→ EXERCISE DIRECTIONS: Nothing but the lines from the one containing "Expected: a single pin indicated on each instance of the ocean" to the end of the records below should be output, each exactly as written.

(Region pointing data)
BEGIN

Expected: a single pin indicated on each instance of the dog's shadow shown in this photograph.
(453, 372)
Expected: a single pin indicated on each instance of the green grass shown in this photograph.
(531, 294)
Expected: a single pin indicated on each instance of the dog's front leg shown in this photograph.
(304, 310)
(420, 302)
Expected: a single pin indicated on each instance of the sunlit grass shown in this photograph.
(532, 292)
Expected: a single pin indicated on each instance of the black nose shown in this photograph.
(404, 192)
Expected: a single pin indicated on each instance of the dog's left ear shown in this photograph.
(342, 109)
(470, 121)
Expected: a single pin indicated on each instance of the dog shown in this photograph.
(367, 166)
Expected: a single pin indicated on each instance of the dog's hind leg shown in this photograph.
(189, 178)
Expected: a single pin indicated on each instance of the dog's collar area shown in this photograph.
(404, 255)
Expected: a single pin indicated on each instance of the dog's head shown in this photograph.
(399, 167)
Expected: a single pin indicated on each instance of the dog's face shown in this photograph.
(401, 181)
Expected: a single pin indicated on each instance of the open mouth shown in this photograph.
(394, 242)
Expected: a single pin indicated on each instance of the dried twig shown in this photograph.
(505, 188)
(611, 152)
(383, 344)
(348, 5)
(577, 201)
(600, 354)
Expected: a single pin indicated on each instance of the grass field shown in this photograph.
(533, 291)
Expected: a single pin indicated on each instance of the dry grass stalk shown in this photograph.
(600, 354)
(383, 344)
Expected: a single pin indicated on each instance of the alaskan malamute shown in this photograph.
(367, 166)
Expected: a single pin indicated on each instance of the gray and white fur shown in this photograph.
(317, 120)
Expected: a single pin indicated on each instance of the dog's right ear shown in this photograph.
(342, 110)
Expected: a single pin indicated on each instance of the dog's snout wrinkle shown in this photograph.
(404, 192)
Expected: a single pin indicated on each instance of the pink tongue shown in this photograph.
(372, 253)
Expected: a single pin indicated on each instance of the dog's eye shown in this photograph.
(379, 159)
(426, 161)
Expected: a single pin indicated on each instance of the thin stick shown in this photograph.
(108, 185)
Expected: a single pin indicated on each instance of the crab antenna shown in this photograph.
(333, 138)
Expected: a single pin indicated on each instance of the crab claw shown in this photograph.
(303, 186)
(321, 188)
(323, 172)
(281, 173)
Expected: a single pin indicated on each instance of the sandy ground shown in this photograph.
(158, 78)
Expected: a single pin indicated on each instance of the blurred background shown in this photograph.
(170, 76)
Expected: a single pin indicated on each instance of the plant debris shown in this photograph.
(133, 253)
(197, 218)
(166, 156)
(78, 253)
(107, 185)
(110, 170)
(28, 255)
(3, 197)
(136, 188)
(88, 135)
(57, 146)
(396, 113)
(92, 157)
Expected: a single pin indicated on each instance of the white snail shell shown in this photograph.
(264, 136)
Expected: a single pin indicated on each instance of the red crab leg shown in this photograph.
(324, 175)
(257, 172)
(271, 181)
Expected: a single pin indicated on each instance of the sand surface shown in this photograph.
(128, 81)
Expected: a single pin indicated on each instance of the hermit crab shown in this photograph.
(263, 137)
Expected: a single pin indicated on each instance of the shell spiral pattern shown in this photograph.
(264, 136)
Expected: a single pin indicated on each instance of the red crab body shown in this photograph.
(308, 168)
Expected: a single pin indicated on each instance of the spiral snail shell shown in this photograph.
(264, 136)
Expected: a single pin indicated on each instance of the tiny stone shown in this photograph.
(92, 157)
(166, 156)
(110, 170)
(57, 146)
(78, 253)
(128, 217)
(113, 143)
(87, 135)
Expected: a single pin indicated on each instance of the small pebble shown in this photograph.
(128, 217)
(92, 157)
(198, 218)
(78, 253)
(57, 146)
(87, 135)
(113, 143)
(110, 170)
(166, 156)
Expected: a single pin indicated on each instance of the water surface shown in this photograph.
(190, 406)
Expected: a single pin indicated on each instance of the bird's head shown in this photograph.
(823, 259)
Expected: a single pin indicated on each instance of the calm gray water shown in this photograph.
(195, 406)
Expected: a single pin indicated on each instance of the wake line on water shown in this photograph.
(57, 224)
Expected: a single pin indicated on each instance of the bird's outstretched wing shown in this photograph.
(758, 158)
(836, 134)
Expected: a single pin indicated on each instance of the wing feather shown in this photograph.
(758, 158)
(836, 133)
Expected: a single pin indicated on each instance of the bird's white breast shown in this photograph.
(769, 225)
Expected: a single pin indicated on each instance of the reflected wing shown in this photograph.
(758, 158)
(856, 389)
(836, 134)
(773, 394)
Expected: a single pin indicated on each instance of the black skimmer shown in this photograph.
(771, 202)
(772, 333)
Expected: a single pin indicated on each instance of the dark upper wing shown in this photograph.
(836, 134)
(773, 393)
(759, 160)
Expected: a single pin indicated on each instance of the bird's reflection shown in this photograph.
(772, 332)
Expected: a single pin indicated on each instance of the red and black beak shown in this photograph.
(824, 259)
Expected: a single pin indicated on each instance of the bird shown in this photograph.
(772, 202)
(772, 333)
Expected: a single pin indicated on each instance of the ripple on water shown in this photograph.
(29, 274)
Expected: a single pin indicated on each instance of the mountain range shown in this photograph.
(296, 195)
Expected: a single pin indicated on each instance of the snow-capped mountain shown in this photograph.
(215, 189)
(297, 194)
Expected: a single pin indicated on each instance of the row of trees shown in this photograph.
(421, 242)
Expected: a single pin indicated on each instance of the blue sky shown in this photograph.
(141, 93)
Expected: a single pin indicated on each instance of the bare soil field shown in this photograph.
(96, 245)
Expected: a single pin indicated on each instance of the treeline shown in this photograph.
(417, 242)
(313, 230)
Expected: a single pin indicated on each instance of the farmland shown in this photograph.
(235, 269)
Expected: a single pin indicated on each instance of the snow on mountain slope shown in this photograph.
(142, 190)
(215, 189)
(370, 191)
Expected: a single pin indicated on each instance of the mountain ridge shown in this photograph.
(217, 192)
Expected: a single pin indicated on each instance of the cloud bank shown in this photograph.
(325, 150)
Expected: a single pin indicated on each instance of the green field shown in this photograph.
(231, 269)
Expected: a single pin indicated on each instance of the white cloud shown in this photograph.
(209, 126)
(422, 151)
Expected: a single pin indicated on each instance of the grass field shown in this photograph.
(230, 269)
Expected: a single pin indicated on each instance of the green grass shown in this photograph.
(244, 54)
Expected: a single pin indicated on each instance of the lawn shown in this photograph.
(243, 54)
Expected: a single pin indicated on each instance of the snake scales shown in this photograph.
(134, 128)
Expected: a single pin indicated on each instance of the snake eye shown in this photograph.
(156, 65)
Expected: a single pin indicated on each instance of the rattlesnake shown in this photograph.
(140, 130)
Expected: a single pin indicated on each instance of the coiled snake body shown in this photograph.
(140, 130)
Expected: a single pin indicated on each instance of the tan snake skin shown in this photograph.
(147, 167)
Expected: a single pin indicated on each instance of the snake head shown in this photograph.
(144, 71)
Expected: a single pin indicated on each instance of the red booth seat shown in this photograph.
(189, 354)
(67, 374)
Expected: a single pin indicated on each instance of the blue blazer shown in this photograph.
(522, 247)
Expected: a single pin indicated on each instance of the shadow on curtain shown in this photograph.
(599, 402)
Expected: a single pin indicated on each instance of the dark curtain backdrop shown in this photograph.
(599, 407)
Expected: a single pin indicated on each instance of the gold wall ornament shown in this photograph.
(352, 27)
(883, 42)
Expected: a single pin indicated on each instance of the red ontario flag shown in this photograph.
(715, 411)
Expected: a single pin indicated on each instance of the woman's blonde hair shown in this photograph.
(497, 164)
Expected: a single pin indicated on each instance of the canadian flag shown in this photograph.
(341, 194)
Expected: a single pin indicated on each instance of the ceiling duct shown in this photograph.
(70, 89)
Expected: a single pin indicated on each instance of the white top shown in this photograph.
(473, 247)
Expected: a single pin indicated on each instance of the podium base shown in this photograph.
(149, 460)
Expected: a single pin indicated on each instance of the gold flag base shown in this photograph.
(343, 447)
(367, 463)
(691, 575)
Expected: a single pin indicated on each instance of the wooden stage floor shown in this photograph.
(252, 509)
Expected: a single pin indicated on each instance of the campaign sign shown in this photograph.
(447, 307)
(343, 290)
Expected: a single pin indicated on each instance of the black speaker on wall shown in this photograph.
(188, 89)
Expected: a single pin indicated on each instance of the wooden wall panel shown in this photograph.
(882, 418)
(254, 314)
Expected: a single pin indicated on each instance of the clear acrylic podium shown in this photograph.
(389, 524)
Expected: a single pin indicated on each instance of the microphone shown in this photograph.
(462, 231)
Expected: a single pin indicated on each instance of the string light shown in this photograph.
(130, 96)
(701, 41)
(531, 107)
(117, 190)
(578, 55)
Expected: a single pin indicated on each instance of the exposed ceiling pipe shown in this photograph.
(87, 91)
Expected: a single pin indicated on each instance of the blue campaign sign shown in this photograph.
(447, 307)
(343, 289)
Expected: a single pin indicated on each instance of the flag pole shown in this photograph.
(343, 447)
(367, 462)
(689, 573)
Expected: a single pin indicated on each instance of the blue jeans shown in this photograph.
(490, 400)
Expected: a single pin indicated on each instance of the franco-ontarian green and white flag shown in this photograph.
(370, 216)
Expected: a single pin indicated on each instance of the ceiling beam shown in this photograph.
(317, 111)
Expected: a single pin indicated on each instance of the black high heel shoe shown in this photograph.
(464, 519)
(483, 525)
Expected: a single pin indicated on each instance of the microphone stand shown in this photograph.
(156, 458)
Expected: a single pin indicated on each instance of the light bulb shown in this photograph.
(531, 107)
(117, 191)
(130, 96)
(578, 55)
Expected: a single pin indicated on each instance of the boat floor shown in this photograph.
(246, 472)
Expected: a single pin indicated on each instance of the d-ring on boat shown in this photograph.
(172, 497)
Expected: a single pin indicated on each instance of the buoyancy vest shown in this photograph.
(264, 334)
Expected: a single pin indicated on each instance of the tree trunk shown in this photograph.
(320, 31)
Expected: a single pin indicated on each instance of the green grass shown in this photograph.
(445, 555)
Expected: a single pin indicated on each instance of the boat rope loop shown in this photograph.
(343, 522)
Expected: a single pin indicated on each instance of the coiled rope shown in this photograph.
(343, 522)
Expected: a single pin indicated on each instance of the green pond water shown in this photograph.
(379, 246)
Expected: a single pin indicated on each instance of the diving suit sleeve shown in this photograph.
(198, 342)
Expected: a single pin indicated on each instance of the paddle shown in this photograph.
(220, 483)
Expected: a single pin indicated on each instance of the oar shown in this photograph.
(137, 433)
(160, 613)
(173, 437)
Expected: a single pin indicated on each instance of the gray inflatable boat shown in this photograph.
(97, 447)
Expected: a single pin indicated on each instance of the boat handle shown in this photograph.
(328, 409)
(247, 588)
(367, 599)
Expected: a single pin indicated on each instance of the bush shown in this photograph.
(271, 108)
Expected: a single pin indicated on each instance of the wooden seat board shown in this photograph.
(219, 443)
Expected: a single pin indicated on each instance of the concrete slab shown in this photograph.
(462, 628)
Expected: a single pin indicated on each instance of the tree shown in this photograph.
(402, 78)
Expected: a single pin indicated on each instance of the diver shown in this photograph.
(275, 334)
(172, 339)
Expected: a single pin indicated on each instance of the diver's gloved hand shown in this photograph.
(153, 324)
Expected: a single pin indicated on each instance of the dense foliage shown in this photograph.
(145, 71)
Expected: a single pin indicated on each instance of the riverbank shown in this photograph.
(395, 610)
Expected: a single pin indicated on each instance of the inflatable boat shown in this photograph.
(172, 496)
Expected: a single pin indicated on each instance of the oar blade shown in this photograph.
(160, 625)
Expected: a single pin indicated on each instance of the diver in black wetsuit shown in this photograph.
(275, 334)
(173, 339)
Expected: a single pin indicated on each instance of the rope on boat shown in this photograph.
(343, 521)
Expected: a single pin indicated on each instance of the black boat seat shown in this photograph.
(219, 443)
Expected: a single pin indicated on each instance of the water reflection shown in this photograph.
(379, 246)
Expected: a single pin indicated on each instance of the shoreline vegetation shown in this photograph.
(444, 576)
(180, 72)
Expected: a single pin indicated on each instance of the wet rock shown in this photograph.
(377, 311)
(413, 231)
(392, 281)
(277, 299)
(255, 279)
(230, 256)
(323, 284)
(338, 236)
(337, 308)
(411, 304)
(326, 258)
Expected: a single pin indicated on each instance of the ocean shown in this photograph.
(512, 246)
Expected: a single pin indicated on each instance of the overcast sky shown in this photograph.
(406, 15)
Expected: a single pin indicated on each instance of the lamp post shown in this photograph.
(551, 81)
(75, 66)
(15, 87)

END

→ SOLUTION FOR THIS PROBLEM:
Expected: a single pin indicated on each instance of the ocean shown in this photograph.
(512, 246)
Expected: a single pin indicated on each instance of the overcast sky shown in this photograph.
(406, 15)
Expected: a single pin indicated on each instance of the lamp post shown in this photograph.
(551, 81)
(75, 66)
(15, 87)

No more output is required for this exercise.